● Task details: Word for word, please restate the lines from the beginning of the data through the line in which "positive clicks: (267, 62)" appears.

● Input records:
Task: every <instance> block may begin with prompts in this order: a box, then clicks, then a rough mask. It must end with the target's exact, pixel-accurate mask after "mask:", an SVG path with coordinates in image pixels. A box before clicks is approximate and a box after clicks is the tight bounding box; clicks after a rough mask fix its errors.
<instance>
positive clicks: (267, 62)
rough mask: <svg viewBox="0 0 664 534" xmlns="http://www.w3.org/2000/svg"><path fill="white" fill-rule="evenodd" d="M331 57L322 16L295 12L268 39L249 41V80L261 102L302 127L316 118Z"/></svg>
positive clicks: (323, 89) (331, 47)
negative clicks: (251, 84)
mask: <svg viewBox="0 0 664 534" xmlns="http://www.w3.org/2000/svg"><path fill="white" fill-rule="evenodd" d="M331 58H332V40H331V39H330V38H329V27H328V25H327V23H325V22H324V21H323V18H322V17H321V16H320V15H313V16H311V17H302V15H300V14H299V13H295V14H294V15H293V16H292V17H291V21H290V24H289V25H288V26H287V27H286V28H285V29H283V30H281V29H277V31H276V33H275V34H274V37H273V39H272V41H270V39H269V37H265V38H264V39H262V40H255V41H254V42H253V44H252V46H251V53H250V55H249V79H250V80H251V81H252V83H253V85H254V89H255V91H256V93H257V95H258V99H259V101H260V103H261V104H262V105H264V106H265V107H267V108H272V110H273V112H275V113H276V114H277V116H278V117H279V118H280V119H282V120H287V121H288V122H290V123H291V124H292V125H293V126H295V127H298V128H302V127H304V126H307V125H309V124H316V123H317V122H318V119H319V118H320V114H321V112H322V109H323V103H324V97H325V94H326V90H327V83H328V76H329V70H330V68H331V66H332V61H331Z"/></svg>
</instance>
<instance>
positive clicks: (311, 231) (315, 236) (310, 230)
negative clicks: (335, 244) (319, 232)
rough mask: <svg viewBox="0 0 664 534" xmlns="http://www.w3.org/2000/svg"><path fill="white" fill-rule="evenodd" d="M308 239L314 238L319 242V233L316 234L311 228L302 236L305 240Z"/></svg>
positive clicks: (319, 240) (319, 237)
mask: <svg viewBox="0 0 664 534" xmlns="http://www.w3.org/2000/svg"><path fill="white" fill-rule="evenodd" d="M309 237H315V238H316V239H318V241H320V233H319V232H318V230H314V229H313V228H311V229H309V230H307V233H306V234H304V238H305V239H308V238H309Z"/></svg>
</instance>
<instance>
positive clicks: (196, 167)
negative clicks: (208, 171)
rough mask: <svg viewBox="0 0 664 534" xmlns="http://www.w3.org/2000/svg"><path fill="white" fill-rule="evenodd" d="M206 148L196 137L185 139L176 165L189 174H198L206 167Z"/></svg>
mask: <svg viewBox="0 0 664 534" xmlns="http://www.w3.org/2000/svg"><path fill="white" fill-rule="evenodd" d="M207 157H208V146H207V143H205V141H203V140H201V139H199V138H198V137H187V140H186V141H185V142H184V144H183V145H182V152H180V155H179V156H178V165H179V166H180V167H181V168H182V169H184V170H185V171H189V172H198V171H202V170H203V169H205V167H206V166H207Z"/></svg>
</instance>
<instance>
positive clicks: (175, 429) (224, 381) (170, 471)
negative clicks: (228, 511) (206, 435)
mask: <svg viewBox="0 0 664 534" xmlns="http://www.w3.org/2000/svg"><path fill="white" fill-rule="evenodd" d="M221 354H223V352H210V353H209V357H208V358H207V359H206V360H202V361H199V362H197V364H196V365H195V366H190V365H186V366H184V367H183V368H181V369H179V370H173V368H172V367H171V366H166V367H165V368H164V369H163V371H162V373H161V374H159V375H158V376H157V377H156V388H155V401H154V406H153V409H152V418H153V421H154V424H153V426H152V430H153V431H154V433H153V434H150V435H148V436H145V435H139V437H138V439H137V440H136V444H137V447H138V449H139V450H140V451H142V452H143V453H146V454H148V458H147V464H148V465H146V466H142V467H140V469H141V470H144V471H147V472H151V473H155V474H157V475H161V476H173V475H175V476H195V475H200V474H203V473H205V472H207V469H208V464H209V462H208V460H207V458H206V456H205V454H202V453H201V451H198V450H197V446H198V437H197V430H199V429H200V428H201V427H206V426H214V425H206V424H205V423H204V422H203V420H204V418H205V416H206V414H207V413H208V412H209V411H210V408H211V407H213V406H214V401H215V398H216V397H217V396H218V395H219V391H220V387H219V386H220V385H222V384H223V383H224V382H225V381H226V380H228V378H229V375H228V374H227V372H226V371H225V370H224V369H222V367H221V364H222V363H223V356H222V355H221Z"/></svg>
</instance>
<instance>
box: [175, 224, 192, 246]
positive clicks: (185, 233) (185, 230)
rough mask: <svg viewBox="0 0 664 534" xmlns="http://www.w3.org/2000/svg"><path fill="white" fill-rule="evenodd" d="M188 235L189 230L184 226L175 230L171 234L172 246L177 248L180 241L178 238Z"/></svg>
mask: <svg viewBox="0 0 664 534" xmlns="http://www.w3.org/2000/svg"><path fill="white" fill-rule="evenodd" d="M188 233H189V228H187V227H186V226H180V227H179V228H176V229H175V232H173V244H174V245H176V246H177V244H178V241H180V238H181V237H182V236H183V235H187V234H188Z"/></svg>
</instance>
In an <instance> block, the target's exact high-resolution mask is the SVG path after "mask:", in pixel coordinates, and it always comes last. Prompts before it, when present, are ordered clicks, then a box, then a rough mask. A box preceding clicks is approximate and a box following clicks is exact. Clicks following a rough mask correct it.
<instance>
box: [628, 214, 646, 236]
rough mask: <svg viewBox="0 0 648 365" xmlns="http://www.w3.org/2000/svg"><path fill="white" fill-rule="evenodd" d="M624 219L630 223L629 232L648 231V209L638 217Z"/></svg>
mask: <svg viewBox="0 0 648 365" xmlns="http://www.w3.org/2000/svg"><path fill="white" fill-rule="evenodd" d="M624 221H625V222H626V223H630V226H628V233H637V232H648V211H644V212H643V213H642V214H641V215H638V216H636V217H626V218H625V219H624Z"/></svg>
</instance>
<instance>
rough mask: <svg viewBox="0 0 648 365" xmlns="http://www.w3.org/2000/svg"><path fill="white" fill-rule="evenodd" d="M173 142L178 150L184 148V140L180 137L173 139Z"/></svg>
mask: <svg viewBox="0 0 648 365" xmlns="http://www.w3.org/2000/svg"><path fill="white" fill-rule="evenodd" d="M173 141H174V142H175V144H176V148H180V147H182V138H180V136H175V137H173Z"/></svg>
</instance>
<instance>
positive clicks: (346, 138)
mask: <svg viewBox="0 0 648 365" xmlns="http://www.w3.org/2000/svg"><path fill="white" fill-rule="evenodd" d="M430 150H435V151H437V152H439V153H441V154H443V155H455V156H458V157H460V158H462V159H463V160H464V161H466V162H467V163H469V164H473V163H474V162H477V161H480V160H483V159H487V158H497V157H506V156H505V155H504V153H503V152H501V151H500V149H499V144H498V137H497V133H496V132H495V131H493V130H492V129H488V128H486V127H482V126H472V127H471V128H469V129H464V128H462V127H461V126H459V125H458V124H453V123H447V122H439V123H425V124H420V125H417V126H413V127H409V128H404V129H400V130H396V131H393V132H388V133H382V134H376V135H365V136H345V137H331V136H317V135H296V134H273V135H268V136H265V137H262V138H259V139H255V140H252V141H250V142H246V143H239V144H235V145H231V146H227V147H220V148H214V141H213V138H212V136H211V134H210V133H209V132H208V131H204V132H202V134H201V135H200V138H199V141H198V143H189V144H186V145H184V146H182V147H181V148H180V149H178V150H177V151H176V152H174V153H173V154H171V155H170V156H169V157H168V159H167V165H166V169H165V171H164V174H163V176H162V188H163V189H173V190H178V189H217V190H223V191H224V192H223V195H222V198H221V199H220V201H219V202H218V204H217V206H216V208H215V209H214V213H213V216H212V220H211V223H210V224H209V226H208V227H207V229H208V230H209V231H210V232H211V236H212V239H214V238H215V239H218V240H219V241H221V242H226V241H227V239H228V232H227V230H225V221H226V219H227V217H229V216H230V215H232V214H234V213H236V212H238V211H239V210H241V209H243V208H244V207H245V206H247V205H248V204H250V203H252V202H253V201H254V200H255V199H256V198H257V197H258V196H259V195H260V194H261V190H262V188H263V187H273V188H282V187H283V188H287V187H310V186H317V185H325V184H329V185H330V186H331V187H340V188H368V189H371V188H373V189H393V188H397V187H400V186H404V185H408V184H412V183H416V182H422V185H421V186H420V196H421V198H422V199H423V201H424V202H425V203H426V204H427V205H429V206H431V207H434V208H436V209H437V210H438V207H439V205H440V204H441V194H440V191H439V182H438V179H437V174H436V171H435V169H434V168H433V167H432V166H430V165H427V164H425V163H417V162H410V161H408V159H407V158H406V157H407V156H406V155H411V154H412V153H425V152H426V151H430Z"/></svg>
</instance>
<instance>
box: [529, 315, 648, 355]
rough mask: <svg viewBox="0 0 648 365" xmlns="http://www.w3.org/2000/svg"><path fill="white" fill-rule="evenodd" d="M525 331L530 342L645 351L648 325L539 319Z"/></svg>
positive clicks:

● Your response:
Task: every <instance> block may begin with prompts in this order: a box, then clicks, then a rough mask. It must end with the target's exact, pixel-accurate mask after "mask:", an SVG path with coordinates in image pixels. A box before clicks is approximate and a box after clicks is the tight bounding box; clicks after a rough mask fix its errors.
<instance>
positive clicks: (267, 62)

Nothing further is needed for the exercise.